WHAT THE TASK REQUIRES: Which lines of the data hold the word "instance"? Copy all of them.

### RECORDS

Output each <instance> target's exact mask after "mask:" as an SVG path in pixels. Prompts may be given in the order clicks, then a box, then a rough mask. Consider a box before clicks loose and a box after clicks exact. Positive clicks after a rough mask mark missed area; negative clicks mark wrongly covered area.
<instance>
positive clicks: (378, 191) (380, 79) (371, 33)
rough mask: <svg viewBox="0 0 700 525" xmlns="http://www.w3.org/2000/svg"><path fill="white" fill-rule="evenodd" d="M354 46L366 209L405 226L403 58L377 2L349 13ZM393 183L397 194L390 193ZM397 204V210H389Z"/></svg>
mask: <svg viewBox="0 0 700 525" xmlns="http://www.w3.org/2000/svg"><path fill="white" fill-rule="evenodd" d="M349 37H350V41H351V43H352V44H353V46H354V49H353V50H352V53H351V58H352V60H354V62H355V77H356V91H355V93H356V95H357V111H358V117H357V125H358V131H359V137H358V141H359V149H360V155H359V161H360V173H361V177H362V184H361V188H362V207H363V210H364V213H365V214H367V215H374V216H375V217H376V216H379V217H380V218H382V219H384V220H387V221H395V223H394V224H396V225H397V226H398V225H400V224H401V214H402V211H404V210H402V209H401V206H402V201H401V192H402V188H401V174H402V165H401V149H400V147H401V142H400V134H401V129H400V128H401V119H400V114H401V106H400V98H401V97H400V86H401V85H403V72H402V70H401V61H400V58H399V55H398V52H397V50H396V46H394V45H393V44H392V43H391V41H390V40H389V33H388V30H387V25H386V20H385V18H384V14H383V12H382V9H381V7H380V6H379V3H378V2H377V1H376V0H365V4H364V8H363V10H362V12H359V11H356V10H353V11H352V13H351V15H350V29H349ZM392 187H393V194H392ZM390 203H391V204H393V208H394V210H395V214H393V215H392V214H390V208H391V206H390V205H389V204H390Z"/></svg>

######

YOUR SOLUTION:
Output each <instance> target's exact mask after "mask:" as an SVG path in pixels. Prompts may be given in the order clicks, then a box, then a rough mask. Consider a box before clicks loose and a box after clicks exact. Positive clicks after a rough mask mark missed area; negative clicks mark wrongly covered area.
<instance>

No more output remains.